• Natural-language object grounding data:
━━━━━━━━━━━━━━━━━━━━
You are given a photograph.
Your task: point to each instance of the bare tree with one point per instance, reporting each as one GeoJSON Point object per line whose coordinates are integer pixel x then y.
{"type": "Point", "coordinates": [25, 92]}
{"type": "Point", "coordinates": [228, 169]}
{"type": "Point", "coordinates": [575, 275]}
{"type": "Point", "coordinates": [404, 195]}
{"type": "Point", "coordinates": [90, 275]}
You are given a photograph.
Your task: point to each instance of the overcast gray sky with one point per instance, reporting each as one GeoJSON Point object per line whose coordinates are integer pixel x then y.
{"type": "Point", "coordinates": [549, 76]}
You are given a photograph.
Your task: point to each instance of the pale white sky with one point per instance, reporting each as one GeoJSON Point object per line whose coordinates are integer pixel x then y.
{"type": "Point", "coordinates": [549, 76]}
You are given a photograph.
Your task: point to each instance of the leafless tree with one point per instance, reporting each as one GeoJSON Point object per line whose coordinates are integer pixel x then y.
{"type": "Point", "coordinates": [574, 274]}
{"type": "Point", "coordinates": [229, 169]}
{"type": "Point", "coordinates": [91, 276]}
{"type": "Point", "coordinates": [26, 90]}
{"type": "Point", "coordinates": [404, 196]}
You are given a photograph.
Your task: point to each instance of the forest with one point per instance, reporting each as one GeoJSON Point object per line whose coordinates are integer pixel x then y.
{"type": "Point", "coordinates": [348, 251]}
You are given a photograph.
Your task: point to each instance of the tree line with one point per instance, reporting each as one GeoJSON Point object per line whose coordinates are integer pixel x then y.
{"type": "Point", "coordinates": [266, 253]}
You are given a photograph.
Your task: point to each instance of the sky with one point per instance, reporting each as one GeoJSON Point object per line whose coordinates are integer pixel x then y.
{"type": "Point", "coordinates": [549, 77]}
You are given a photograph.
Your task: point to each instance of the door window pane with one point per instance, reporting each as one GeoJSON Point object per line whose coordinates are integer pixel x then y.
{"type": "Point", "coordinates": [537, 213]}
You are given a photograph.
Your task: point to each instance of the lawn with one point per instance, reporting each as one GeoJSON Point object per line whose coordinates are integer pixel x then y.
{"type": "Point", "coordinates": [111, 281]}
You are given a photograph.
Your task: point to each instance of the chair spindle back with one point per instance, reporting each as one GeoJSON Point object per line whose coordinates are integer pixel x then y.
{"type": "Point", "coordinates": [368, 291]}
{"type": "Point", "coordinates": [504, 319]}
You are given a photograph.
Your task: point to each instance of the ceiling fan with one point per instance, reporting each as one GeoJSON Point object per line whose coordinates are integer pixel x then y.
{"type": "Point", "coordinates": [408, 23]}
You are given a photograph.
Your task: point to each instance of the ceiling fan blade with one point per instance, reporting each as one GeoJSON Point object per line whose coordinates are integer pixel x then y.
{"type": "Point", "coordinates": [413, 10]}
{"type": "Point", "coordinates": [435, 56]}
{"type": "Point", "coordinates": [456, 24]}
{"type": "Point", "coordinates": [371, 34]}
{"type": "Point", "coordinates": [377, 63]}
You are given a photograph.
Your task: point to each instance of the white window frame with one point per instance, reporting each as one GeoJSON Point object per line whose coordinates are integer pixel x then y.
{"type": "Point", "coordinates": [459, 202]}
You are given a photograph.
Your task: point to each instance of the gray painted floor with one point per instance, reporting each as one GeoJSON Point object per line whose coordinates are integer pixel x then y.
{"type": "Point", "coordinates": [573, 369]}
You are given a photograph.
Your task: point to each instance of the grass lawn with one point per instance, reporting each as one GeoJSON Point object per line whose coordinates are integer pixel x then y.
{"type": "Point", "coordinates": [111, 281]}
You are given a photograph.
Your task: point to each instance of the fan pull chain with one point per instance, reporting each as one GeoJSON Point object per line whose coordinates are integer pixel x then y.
━━━━━━━━━━━━━━━━━━━━
Produce a word-for-word copy of all the entries above.

• Task answer:
You are given a photograph.
Your task: point to each instance of the bare tree with one point per instance, reporting each as one GeoJSON Point object per line whose coordinates are integer pixel x then y.
{"type": "Point", "coordinates": [25, 92]}
{"type": "Point", "coordinates": [228, 169]}
{"type": "Point", "coordinates": [575, 275]}
{"type": "Point", "coordinates": [404, 195]}
{"type": "Point", "coordinates": [90, 275]}
You are given a photograph.
Your task: point to each instance of the overcast gray sky with one point per instance, reporting each as one GeoJSON Point object per line whose coordinates are integer pixel x then y.
{"type": "Point", "coordinates": [549, 76]}
You are given a photograph.
Your task: point to each instance of the pale white sky with one point per instance, reporting each as one GeoJSON Point object per line whose coordinates are integer pixel x then y.
{"type": "Point", "coordinates": [549, 76]}
You are given a photograph.
Your task: point to each instance of the leafless tree with one point per instance, reporting each as one GeoJSON Point object per line whose coordinates are integer pixel x then y.
{"type": "Point", "coordinates": [574, 274]}
{"type": "Point", "coordinates": [229, 169]}
{"type": "Point", "coordinates": [91, 276]}
{"type": "Point", "coordinates": [26, 90]}
{"type": "Point", "coordinates": [404, 196]}
You are given a photograph.
Your task: point to each instance of the forest with one point per instance, reporting each as one GeoJSON Point object per line whose coordinates are integer pixel x then y.
{"type": "Point", "coordinates": [348, 251]}
You are given a photograph.
Your task: point to each instance of the tree line with one point per instance, reporting each as one GeoJSON Point object per line whose coordinates are integer pixel x then y.
{"type": "Point", "coordinates": [266, 253]}
You are given a photograph.
Your task: point to each instance of the sky with one point per instance, reporting each as one GeoJSON Point object per line whose coordinates are integer pixel x then y.
{"type": "Point", "coordinates": [549, 77]}
You are given a photograph.
Your task: point to each instance of the door window pane with one point per instance, reporting each as one GeoJSON Point object per line whose coordinates are integer pixel x then y.
{"type": "Point", "coordinates": [537, 213]}
You are given a photograph.
Your task: point to each instance of the lawn with one point per instance, reporting each as one GeoJSON Point object per line whose coordinates are integer pixel x then y.
{"type": "Point", "coordinates": [111, 281]}
You are given a photograph.
Your task: point to each instance of the chair spindle back with one point per instance, reporting each as one GeoJSON Point object per line whose coordinates are integer pixel x then y.
{"type": "Point", "coordinates": [368, 291]}
{"type": "Point", "coordinates": [504, 319]}
You are given a photograph.
Your task: point to each instance of the ceiling fan with one point per instance, reporting each as one GeoJSON Point object per line whose coordinates are integer pixel x then y.
{"type": "Point", "coordinates": [408, 23]}
You are given a photograph.
Your task: point to each instance of the ceiling fan blade with one point per instance, reporting each as one GeoJSON Point object per line whose coordinates are integer pixel x then y.
{"type": "Point", "coordinates": [413, 10]}
{"type": "Point", "coordinates": [435, 56]}
{"type": "Point", "coordinates": [456, 24]}
{"type": "Point", "coordinates": [371, 34]}
{"type": "Point", "coordinates": [377, 63]}
You are given a photograph.
Your task: point to each instance of the white window frame with one point per instance, reporting each as one GeoJSON Point object per line whose coordinates are integer pixel x then y.
{"type": "Point", "coordinates": [459, 202]}
You are given a photograph.
Your task: point to each instance of the gray painted floor with one point per instance, reporting each as one GeoJSON Point object per line whose coordinates are integer pixel x then y.
{"type": "Point", "coordinates": [573, 369]}
You are given a photograph.
Your task: point to each instance of the grass lawn with one point per instance, reporting each as one GeoJSON Point object per line whose coordinates are integer pixel x then y.
{"type": "Point", "coordinates": [111, 281]}
You are given a photograph.
Your task: point to each instance of the fan pull chain with one point per instance, reporting each as one GeoJSON Point object per line whose coordinates are integer pixel x then y.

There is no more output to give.